* BEGIN MATERIAL SHOWN *

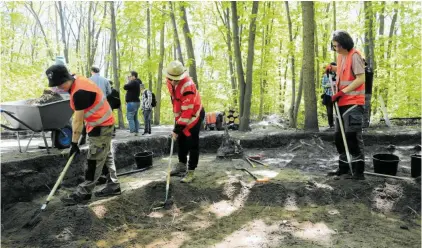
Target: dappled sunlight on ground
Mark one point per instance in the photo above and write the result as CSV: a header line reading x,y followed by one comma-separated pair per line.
x,y
175,240
318,232
253,234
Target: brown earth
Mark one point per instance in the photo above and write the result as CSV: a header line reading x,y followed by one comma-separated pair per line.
x,y
224,207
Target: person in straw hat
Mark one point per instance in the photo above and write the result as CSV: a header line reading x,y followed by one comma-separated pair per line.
x,y
188,114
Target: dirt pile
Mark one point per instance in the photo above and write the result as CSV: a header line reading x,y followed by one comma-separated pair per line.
x,y
47,97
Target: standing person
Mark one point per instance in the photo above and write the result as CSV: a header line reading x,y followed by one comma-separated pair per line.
x,y
133,91
351,100
89,105
329,79
146,106
100,81
114,101
189,114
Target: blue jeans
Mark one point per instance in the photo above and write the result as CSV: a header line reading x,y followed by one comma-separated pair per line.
x,y
132,116
147,120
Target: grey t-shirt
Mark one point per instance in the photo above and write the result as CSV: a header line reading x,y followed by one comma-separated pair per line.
x,y
358,66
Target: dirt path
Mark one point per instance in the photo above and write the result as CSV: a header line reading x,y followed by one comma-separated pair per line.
x,y
224,207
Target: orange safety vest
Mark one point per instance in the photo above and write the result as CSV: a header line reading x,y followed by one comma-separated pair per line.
x,y
100,113
211,118
186,108
345,77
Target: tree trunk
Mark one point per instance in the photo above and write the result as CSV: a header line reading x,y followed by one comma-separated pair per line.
x,y
292,122
245,119
149,45
31,9
311,112
114,55
390,41
61,14
160,72
231,66
97,36
298,98
334,27
326,33
238,56
88,41
189,46
175,34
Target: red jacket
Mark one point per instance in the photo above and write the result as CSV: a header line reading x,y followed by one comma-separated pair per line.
x,y
345,78
186,102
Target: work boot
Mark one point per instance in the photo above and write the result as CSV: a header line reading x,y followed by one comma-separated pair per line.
x,y
178,169
75,198
358,170
189,177
108,191
343,168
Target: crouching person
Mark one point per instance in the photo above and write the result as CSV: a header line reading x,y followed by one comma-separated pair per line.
x,y
89,105
189,115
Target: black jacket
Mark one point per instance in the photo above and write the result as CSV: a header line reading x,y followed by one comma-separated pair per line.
x,y
114,99
133,90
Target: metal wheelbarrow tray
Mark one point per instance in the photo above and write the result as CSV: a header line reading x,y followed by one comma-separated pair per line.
x,y
37,118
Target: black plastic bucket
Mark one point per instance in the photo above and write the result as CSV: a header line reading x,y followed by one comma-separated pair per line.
x,y
143,159
385,163
415,165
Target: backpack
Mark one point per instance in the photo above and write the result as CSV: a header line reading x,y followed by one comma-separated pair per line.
x,y
154,101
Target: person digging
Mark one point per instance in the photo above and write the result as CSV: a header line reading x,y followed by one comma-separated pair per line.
x,y
351,100
89,105
189,114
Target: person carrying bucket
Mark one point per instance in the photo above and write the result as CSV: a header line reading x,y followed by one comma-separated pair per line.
x,y
350,97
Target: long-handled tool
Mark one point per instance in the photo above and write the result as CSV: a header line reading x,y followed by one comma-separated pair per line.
x,y
258,180
167,202
36,217
343,135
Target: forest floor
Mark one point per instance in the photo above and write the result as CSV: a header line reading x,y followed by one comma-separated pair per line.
x,y
225,207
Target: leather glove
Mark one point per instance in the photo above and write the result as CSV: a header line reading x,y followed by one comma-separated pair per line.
x,y
337,96
74,149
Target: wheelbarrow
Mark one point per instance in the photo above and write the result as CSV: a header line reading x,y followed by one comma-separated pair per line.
x,y
52,116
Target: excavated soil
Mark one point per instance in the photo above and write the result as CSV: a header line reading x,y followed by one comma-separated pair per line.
x,y
225,207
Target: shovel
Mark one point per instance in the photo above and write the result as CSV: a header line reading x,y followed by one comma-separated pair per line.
x,y
36,217
167,202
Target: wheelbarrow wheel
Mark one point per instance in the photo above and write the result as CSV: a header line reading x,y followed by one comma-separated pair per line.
x,y
60,140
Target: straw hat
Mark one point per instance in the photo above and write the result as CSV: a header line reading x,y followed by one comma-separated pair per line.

* END MATERIAL SHOWN *

== EXERCISE BRIEF ==
Set each line of the records down exactly, leaving every picture out.

== RESPONSE FOR THIS EXERCISE ==
Target: dappled sunlight on ground
Mark one point per instance in the photo above and write the result as CSV: a header line reading x,y followed by one comma-separated pair per line.
x,y
175,240
318,232
253,234
Target: brown earth
Mark one point per instance in the photo above and write the result as CSV: a header line reading x,y followed by one comma-separated pair per line.
x,y
224,207
Target: person in straw hat
Mark one point per instance in the photo above and write the result as CSV: a header line reading x,y followed by one comma-separated pair per line.
x,y
188,114
Target: dirt pile
Mark one point per instance in the photo above and write the result as CSV: a header line reading x,y followed by one comma-separated pair per line.
x,y
47,97
Target: standing person
Mark one point per instance in the photo above and write the result as CSV: a header line reading x,y followed by one comma-separated pair per line.
x,y
133,91
351,100
89,105
329,79
146,106
100,81
114,101
189,114
Target: blue jeans
Mark one point per instance in the photo above and write the result as CSV: a header line reading x,y followed by one comma-separated pair per line.
x,y
132,116
147,120
Target: grey t-shirt
Mark one point per instance in the photo above and write the result as CSV: a header line reading x,y followed by one comma-separated pair per line.
x,y
358,66
Target: dirt path
Mark one point per instance in the photo above and write the result as CSV: a header line reading x,y followed by one comma-separated pair per line.
x,y
224,207
Target: orange safety vest
Mark one point per instance in the photo above and write the result as CSV: a header line reading x,y followed by one comma-separated pair per line.
x,y
100,113
211,118
186,108
345,77
Target: tree trunk
Mark one point per instance in the photo above and write the result as CSV: a header line reading x,y followed by one comma-separated pair per line.
x,y
292,122
245,119
149,45
31,9
311,112
114,55
390,41
61,14
160,72
231,66
97,36
298,98
334,27
326,33
238,56
88,41
189,46
175,34
Target: red jacket
Mark one point per instance in the photo above and write the result as CSV: a header line reading x,y followed by one comma-separated pair per line.
x,y
345,78
186,102
Target: work boot
Mark one point per instance in the photo above and write the result as CSV: a header line reading x,y followed by one comma-separated pair per line.
x,y
178,169
75,198
358,170
189,177
108,191
343,168
Target: crouching person
Mark one point per instance in the photo above and write the result as CSV: a header line reading x,y followed by one comma-separated pair per line.
x,y
89,105
189,115
Target: black jacket
Mark one point per instance in the photo above and write the result as CSV: a header line reading x,y followed by one comma-separated pair per line.
x,y
114,99
133,90
Target: metal wheelbarrow tray
Mark one point per instance in the photo above and write the result as CSV: a header line reading x,y followed by one comma-separated pair per line.
x,y
37,118
Target: black plastic bucket
Mark one point per instance in the photo above and write the result as CSV: a header line reading x,y followed by one comma-separated pair per line.
x,y
143,159
385,163
415,165
Target: backpack
Mark one point per instance in the photo above and write the result as CSV: a header line reading x,y followed by one comma-separated pair per line.
x,y
154,101
Target: person digging
Mark one point per instance in the photo above and write the result as CSV: a header line reading x,y followed by one comma-separated pair per line.
x,y
351,100
89,105
189,114
Target: person carrying bucket
Mark one point per instance in the photo above and write the result as CSV: a header line reading x,y followed by one comma-separated pair per line.
x,y
350,97
Target: long-handled tool
Mark one point per instance in the photo above and write the result as CSV: a header line reading x,y followed by one comma-separated pair per line.
x,y
258,180
167,202
36,217
343,135
Target: forest floor
Mark one point per instance in the photo above and write the result as CSV: a header line reading x,y followed by one comma-separated pair per line.
x,y
225,207
Target: leather glove
Mark one point per instance in the photo above and write the result as CSV: a header line reading x,y followed by one comma-separated pair per line.
x,y
337,96
74,149
Target: wheelbarrow
Mark one point per instance in the photo above and write the result as CSV: a header line reading x,y followed by one comma-separated pair per line.
x,y
52,116
Target: excavated soil
Mark one point per instance in the photo above and write the result as CSV: a header line reading x,y followed by one comma-separated pair per line.
x,y
225,207
Target: shovel
Mark one point per instance in the photo above and write the result as CSV: a header line reading x,y followed by one comma-separated pair per line.
x,y
36,217
167,202
Target: wheelbarrow wheel
Mark one point per instance in the photo above and write the result as CSV: a header line reading x,y followed by one comma-separated pair per line.
x,y
60,140
Target: straw hat
Mark one point per instance in the photo above and write the result as CSV: a header line reading x,y followed by one comma-separated pair per line.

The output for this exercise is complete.